**INPUT MATERIAL**

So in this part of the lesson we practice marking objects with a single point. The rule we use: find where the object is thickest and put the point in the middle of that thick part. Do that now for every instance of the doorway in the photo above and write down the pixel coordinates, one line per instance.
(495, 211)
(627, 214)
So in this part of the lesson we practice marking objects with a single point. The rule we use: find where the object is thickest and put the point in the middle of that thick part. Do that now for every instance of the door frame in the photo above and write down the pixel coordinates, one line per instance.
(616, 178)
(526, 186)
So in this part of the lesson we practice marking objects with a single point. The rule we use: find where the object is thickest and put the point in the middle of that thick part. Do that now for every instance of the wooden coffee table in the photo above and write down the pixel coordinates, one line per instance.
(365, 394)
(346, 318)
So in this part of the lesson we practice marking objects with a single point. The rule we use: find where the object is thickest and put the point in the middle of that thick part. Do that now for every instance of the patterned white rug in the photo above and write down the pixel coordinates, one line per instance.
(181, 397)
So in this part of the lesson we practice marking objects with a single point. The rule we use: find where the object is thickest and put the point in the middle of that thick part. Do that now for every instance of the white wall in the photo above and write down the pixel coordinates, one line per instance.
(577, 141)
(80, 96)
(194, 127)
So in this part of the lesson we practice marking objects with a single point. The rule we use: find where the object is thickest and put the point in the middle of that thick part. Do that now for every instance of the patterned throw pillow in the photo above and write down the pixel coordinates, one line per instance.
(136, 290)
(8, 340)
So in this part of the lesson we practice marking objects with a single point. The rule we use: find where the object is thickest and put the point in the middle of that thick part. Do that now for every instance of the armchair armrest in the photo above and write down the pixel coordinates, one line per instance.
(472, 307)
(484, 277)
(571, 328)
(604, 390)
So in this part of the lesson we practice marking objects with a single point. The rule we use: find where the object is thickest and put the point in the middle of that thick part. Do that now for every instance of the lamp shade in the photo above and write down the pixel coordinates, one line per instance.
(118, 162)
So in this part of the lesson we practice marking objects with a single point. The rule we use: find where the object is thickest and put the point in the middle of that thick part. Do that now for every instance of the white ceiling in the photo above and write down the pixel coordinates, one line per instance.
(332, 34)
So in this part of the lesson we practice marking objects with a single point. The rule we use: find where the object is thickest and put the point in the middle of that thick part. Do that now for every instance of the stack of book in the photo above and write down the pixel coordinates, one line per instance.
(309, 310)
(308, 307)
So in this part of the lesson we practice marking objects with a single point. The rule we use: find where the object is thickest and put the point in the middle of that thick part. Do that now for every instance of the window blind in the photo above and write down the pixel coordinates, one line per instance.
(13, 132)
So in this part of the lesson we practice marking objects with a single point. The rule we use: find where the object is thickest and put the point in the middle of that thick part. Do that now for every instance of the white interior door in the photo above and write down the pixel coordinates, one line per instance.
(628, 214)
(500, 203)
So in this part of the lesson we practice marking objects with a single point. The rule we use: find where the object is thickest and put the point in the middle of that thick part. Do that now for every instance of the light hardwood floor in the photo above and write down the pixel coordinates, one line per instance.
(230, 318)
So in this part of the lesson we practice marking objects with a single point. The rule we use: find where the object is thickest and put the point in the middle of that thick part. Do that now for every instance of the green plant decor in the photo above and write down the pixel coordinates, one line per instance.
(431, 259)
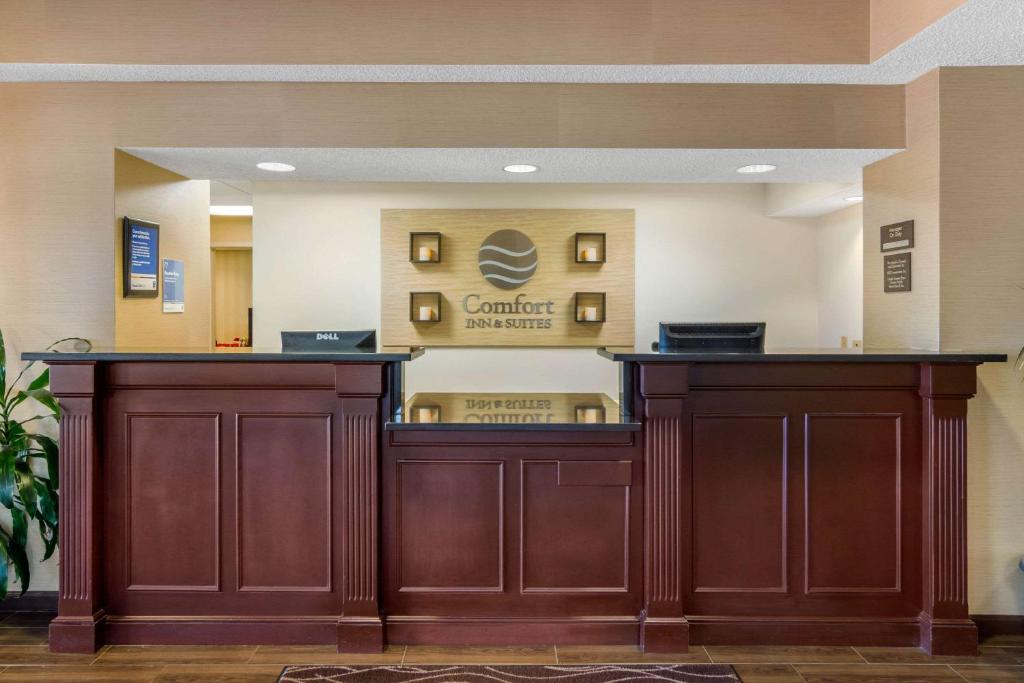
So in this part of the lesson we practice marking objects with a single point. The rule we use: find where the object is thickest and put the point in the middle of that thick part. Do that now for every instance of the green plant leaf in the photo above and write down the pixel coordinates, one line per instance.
(41, 382)
(4, 562)
(3, 378)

**DO THIS**
Looking at the records above, extract only the lines from the one with "green plant decor" through the last line, exactly, with the pictures left out.

**THE RESULT**
So in this part of the lesson we practice marking objects with a single point. The rule we use: find where the object is thickest and put the point in the middle of that thick part. Do that now for every instance of the green plant decor in the photo above and write down the pixel coordinates, one line per instance.
(431, 259)
So in this part of the lesson we practice marking objects with a single point. The rule we use: find where the object is thickest and put the point in the middle of that thick part. Do that now for every instance of the green plant leaf in the photo above and write down the pixel coordinates, one line per instance.
(41, 382)
(4, 562)
(3, 378)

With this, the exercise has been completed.